(Beginning of Extracted records)
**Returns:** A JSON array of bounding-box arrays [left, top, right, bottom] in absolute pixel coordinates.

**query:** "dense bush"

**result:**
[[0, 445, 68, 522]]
(End of Extracted records)
(Beginning of Extracted records)
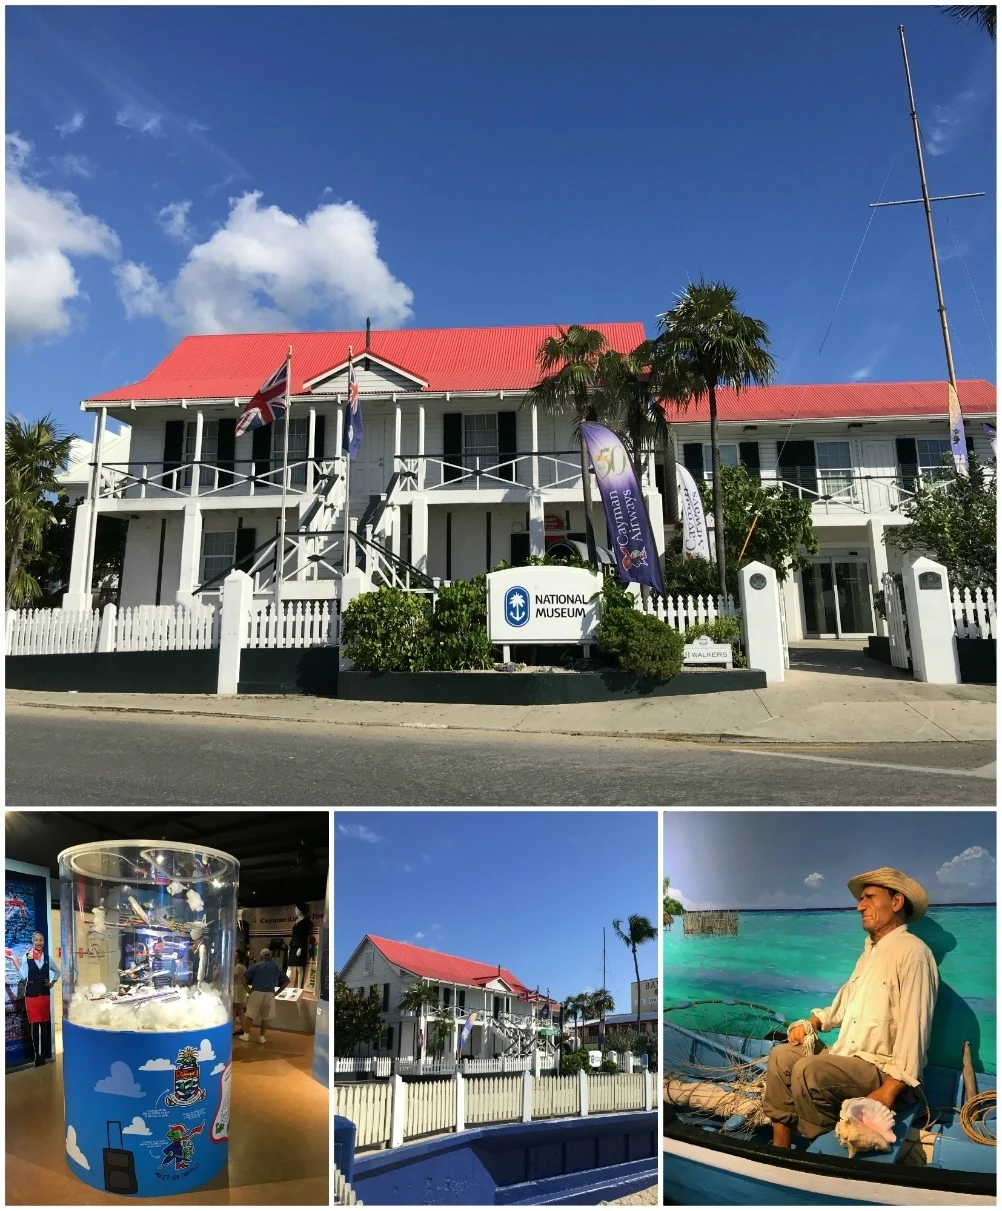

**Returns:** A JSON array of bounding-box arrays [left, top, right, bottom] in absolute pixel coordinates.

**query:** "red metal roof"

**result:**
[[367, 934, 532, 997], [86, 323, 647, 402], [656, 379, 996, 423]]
(End of Extracted records)
(Beginning of Extracted records)
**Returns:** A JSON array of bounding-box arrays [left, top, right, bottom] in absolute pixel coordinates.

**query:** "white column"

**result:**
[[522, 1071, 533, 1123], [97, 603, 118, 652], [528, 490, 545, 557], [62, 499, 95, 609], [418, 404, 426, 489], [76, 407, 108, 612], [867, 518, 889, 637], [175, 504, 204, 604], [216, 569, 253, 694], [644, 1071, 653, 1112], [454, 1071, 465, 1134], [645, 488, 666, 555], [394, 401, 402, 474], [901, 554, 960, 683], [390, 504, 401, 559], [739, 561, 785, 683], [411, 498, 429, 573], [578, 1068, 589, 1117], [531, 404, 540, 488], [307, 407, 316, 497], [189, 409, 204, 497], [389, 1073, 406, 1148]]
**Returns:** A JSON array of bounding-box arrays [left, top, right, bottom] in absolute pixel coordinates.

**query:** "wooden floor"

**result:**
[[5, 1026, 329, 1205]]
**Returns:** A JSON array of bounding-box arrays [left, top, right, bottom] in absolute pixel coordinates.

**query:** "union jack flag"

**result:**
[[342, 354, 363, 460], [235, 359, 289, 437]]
(End of Extracted records)
What this task involves: Say how many lines of the material contain the word "query", with no other text.

Your solution: 5